(Contour annotation records)
┌──
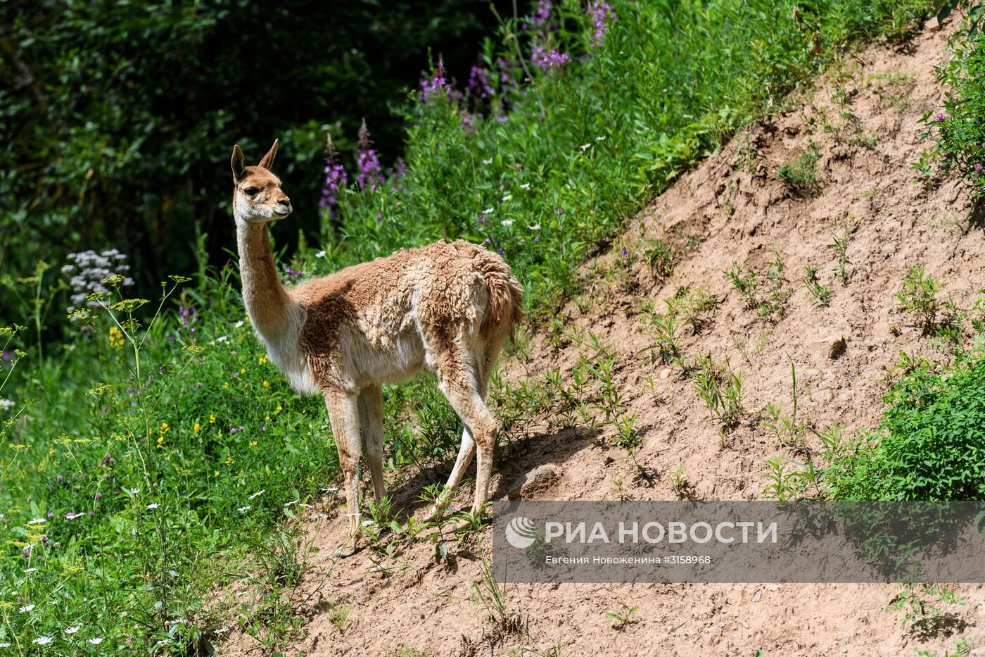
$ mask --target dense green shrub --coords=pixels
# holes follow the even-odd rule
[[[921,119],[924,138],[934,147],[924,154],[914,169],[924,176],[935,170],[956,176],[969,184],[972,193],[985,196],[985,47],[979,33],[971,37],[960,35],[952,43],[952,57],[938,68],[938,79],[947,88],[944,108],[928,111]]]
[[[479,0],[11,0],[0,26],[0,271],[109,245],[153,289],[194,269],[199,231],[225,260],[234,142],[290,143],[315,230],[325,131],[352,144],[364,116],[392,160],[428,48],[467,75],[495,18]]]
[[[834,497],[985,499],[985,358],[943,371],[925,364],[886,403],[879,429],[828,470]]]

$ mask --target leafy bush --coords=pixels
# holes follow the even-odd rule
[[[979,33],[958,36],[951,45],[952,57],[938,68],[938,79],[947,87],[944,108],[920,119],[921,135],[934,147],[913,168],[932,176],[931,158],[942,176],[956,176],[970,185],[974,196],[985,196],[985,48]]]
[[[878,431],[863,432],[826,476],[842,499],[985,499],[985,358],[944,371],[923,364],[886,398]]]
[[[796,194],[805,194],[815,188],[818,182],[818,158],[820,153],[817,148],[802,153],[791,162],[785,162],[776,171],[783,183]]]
└──
┌──
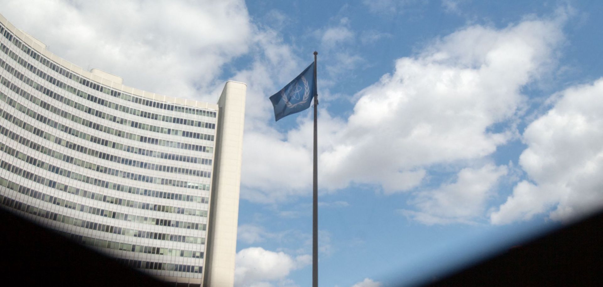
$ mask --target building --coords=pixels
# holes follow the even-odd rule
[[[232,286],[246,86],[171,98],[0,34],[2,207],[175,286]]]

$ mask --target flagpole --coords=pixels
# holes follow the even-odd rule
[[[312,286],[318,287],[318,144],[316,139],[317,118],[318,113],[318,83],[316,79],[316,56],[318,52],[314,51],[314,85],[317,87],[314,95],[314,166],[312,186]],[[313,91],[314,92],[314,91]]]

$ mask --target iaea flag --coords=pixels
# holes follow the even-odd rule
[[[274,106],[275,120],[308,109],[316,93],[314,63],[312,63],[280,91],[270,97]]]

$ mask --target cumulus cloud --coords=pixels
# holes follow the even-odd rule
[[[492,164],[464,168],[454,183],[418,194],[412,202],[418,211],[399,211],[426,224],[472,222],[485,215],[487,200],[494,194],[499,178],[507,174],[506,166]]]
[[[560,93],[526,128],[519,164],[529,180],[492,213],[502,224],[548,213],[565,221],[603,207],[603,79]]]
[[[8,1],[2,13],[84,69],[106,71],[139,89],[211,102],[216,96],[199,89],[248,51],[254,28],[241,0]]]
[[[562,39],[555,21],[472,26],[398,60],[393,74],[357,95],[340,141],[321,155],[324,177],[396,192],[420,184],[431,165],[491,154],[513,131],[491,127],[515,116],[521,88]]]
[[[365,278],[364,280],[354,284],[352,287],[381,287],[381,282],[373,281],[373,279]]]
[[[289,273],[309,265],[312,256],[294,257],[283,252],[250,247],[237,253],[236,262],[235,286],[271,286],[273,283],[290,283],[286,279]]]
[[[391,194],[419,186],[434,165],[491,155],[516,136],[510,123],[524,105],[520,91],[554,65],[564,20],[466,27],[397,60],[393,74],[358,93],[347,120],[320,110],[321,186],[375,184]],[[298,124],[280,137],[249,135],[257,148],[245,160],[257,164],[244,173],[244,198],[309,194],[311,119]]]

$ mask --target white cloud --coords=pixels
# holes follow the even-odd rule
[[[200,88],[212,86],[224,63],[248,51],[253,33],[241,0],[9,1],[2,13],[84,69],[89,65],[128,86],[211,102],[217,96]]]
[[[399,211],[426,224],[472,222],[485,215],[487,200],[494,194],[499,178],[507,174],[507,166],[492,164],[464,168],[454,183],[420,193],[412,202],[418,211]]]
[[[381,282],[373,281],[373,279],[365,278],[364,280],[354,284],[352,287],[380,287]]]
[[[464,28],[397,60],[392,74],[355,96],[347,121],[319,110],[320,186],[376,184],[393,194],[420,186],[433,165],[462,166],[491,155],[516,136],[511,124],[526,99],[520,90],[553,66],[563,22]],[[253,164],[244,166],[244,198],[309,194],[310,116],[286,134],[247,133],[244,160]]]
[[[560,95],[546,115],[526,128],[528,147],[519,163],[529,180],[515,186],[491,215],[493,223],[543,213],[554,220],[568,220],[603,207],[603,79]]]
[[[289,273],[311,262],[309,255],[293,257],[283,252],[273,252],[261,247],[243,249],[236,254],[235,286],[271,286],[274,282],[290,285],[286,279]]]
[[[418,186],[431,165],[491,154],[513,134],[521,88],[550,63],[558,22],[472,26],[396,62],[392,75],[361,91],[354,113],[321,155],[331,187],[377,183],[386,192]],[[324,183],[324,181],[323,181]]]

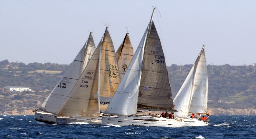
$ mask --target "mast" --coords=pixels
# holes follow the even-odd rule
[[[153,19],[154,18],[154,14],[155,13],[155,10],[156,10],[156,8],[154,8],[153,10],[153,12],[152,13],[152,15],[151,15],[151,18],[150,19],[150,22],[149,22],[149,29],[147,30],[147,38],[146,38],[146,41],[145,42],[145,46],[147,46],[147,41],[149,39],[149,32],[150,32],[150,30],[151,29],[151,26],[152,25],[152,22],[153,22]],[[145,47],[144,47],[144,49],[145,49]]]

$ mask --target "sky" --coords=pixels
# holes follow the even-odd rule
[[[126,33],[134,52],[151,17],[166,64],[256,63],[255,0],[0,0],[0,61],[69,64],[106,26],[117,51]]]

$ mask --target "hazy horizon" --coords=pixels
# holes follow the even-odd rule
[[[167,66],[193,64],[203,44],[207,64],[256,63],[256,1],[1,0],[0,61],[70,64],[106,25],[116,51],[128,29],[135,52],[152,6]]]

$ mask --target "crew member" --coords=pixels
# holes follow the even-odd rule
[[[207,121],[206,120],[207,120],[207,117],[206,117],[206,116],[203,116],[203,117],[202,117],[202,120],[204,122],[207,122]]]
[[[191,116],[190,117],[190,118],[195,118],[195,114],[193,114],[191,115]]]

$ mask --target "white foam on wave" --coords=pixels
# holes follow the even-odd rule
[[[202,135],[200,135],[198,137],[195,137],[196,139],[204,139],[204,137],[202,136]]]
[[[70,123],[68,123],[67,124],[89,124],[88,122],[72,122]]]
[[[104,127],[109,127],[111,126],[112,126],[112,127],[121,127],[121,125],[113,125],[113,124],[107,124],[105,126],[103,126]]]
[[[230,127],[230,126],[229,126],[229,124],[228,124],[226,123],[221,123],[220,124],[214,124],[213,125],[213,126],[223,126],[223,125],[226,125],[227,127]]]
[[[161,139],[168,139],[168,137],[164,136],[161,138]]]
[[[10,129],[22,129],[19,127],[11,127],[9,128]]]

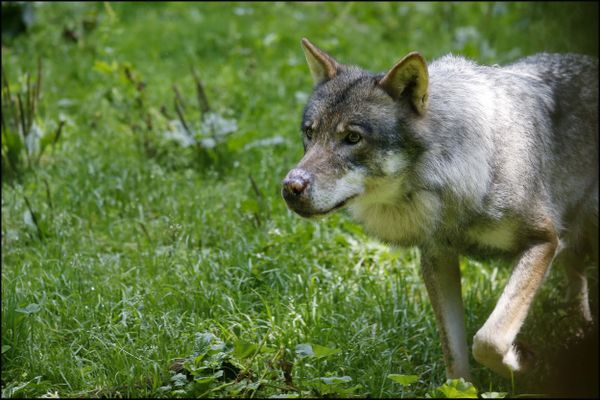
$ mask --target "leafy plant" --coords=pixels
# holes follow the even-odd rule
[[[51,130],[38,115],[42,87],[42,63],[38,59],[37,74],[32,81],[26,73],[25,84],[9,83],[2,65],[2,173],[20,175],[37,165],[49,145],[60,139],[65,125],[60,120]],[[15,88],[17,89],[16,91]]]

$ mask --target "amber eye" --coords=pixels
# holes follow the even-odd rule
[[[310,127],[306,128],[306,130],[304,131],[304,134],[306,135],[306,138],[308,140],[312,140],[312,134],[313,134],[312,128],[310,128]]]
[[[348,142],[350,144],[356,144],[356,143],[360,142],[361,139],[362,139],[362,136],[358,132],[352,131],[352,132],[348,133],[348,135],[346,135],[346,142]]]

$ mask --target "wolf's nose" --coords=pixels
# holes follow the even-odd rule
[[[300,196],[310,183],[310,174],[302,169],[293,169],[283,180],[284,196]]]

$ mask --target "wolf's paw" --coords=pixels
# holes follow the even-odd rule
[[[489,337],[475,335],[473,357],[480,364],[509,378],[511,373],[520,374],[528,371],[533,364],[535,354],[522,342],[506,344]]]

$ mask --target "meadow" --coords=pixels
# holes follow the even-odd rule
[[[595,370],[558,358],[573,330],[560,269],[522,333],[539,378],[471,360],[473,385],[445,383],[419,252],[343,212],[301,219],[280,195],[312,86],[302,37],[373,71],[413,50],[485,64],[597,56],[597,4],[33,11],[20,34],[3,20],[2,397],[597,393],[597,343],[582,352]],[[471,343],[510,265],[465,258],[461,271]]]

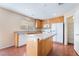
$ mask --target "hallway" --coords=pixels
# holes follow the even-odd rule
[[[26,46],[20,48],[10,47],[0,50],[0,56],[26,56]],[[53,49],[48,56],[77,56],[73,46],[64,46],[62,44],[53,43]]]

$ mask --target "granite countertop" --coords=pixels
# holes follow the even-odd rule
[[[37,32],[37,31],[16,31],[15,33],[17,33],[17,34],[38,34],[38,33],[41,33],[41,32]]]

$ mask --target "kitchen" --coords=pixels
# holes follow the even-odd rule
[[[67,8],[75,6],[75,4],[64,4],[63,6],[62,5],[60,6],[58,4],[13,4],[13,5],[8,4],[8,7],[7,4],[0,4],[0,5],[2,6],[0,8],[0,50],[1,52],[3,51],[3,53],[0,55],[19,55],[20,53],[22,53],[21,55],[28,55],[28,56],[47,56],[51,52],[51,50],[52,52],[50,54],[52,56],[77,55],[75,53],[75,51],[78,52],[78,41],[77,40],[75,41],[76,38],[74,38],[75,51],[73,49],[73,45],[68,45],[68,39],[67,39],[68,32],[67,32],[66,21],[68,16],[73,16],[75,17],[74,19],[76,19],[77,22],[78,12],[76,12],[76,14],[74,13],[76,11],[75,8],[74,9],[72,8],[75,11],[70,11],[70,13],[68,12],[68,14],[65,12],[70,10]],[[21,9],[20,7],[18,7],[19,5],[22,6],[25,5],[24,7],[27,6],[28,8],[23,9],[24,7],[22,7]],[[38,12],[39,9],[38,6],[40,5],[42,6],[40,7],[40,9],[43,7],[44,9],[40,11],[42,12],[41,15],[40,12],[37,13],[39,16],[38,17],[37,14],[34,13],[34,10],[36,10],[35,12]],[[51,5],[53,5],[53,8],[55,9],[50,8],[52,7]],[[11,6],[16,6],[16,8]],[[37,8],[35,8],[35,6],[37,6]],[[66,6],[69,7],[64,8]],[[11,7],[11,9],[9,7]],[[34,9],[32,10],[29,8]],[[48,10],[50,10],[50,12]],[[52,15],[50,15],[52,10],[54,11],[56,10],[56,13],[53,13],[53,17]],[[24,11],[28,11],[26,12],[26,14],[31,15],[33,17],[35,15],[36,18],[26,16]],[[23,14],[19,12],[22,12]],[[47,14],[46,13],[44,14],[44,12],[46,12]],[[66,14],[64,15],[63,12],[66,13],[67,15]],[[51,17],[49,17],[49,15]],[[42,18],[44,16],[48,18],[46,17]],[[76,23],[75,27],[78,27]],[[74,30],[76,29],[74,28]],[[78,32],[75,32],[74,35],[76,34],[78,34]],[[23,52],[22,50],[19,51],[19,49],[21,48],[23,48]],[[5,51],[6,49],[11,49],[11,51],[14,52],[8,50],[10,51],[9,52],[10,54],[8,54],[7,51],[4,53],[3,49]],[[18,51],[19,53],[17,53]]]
└──
* TASK GOAL
Count the lines above that contain the string "leafy", and reply with only the number.

* ANSWER TO THE EXERCISE
2